▶ [YOUR GOAL]
Copy each of the following lines word for word.

▶ [RECORDS]
= = = = = = =

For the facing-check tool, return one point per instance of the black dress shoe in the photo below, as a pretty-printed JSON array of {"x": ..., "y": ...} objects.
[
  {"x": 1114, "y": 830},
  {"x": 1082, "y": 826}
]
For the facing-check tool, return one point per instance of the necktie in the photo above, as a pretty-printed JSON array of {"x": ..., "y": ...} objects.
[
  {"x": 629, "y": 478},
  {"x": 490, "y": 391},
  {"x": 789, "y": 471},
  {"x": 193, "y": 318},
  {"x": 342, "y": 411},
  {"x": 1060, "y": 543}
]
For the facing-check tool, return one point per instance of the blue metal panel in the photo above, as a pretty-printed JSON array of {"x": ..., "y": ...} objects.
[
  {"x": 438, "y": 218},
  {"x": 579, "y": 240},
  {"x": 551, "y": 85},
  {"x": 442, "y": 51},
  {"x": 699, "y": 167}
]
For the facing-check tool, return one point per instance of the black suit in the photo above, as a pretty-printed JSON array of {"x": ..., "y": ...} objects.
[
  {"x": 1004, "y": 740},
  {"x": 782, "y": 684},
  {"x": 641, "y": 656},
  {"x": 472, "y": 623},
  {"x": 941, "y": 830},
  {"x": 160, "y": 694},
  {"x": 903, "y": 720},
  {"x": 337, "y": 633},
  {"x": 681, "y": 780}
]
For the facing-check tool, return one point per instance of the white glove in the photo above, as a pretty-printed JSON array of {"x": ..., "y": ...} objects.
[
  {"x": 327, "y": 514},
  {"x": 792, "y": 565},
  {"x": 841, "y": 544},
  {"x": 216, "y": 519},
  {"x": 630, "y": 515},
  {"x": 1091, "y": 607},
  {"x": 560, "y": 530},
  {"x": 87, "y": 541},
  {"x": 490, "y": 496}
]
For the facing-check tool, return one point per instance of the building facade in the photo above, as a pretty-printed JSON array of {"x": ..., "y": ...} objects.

= = = = = = =

▶ [THE COMPLETED TASK]
For the facing-check tool, return one point per instance of the black dress shoe in the photo below, as a pretty-printed JSON array of {"x": ..., "y": ...} objects.
[
  {"x": 1114, "y": 830},
  {"x": 1082, "y": 826}
]
For the facing-check tool, return one point per instance of the necktie in the photo above, as a pretty-printed JSON array of {"x": ..., "y": ...} objects.
[
  {"x": 629, "y": 478},
  {"x": 490, "y": 391},
  {"x": 789, "y": 471},
  {"x": 193, "y": 318},
  {"x": 342, "y": 411},
  {"x": 1060, "y": 543}
]
For the facing-check tool, return one point per instance of the blue metal panel in the photo above, as a pretty-printed JSON array of {"x": ..., "y": ...} objects.
[
  {"x": 438, "y": 218},
  {"x": 579, "y": 240},
  {"x": 551, "y": 85},
  {"x": 442, "y": 51},
  {"x": 699, "y": 167}
]
For the facing-check tool, return one point per instance of the black suit in the photo above, as a pretty-printed JSON array of {"x": ..., "y": ...} objects.
[
  {"x": 1004, "y": 740},
  {"x": 782, "y": 684},
  {"x": 641, "y": 656},
  {"x": 472, "y": 623},
  {"x": 941, "y": 830},
  {"x": 160, "y": 694},
  {"x": 903, "y": 720},
  {"x": 337, "y": 633},
  {"x": 681, "y": 780}
]
For the facing-check tool, return one point per instance of the white glove in the photo above, as a pretty-printed JSON array of {"x": ..., "y": ...} objects.
[
  {"x": 327, "y": 514},
  {"x": 792, "y": 565},
  {"x": 841, "y": 544},
  {"x": 216, "y": 519},
  {"x": 630, "y": 515},
  {"x": 1091, "y": 607},
  {"x": 560, "y": 530},
  {"x": 87, "y": 541},
  {"x": 490, "y": 496}
]
For the facing-check tool, return one point per instance of the building facade in the photo above, as a pretty-printed JSON array of {"x": ..., "y": ...} objects.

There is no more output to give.